- [Kutipan Teks]:
════

Kartu kredit adalah kartu yang diterbitkan oleh bank
atau perusahaan pengelola kartu kredit yang memberikan hak kepada orang yang
memenuhi persyaratan tertentu untuk menggunakannya sebagai alat pembayaran
secara kredit atas perolehan barang atau jasa, atau untuk menarik uang tunai
dalam batas kredit sebagaimana telah ditentukan oleh bank atau pengelola kartu
kredit.
Dalam pembayaran kembali kredit tersebut, pemegang
kartu tidak diwajibkan untuk melakukan pembayaran sekaligus, tetapi diberikan
kelonggaran untuk membayar secara angsuran dengan tingkat bunga tertentu dan
nilai angsuran sebesar persentase tertentu dari saldo kredit yang telah
digunakan.
Pada umumnya pemegang kartu kredit tidak disyaratkan
memiliki rekening deposito atau tabungan pada bank penerbit kartu. Khusus bagi
pemegang kartu kredit yang berdasarkan pengalaman bank tidak mempunyai
kemampuan yang pasti untuk membayar, biasanya pihak bank mensyaratkan pemegang
kartu agar memiliki rekening deposito atau tabungan pada bank penerbit.
Apabila pemegang kartu kredit tidak mampu membayar kredit, maka bank mempunyai hak untuk menggunakan rekening tabungan atau deposito untuk membayar atau melunasi tagihan. Kartu kredit jenis ini dinamakan kartu kredit berjaminan (secured credit card)
Hukum Kartu Kredit
Dalam tinjauan fiqh, kartu kredit merupakan gabungan
dari tiga akad yaitu qardh (utang), kafalah (jaminan) dan ijarah (jasa). Untuk
menjatuhkan hukum halal atau haram penggunaan kartu kredit, harus dilihat
sejauh mana penerapan syarat dan rukun tiga akad tersebut.
Pertama, akad qardh (utang) pada kartu kredit
Aplikasi qardh dalam kartu kredit yaitu saat bank
memberikan sejumlah pinjaman uang kepada nasabah atas pembelian barang atau
jasa, setelah jatuh tempo, bank akan menagih utang tersebut dari nasabah.

════

- [Soal]: Mohon salin kata demi kata bagian teks tentang kartu kredit di atas, mulai dari "Apabila pemegang kartu" sampai "tersebut dari nasabah.".

- [Data yang Diberikan]:
════

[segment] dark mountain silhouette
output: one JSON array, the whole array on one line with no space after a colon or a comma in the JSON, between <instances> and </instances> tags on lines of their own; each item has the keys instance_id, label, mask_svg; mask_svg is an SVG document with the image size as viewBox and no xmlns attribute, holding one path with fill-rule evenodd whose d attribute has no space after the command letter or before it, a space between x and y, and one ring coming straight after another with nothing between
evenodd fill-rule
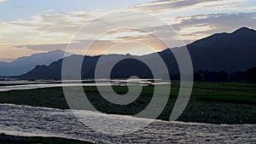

════

- [Jawaban]:
Apabila pemegang kartu kredit tidak mampu membayar kredit, maka bank mempunyai hak untuk menggunakan rekening tabungan atau deposito untuk membayar atau melunasi tagihan. Kartu kredit jenis ini dinamakan kartu kredit berjaminan (secured credit card)
Hukum Kartu Kredit
Dalam tinjauan fiqh, kartu kredit merupakan gabungan
dari tiga akad yaitu qardh (utang), kafalah (jaminan) dan ijarah (jasa). Untuk
menjatuhkan hukum halal atau haram penggunaan kartu kredit, harus dilihat
sejauh mana penerapan syarat dan rukun tiga akad tersebut.
Pertama, akad qardh (utang) pada kartu kredit
Aplikasi qardh dalam kartu kredit yaitu saat bank
memberikan sejumlah pinjaman uang kepada nasabah atas pembelian barang atau
jasa, setelah jatuh tempo, bank akan menagih utang tersebut dari nasabah.